▶ [Exercise]: Rewrite the records below in full, offsetting every bounding-box coordinate value by adding 105 to it. Leave the pictures out.

(Entries from an annotation dataset)
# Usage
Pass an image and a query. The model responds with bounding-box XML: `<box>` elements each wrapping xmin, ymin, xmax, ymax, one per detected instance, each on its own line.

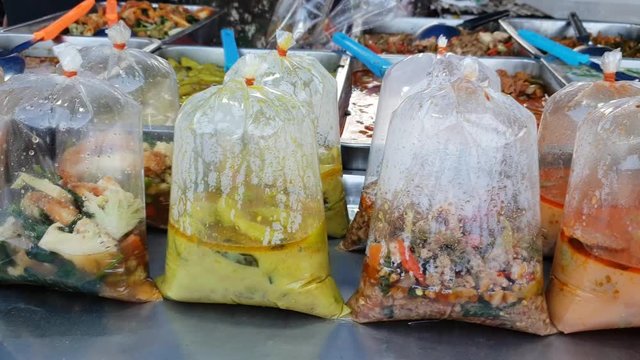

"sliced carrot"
<box><xmin>364</xmin><ymin>243</ymin><xmax>382</xmax><ymax>279</ymax></box>
<box><xmin>396</xmin><ymin>239</ymin><xmax>426</xmax><ymax>284</ymax></box>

▶ [Response to this task]:
# Usage
Pass an image and a query. The model responds with bounding-box XML: `<box>` elements each wrapping xmin, ymin, xmax, ymax, one per detected instance, each on its own line.


"sliced carrot"
<box><xmin>469</xmin><ymin>348</ymin><xmax>487</xmax><ymax>384</ymax></box>
<box><xmin>501</xmin><ymin>344</ymin><xmax>531</xmax><ymax>389</ymax></box>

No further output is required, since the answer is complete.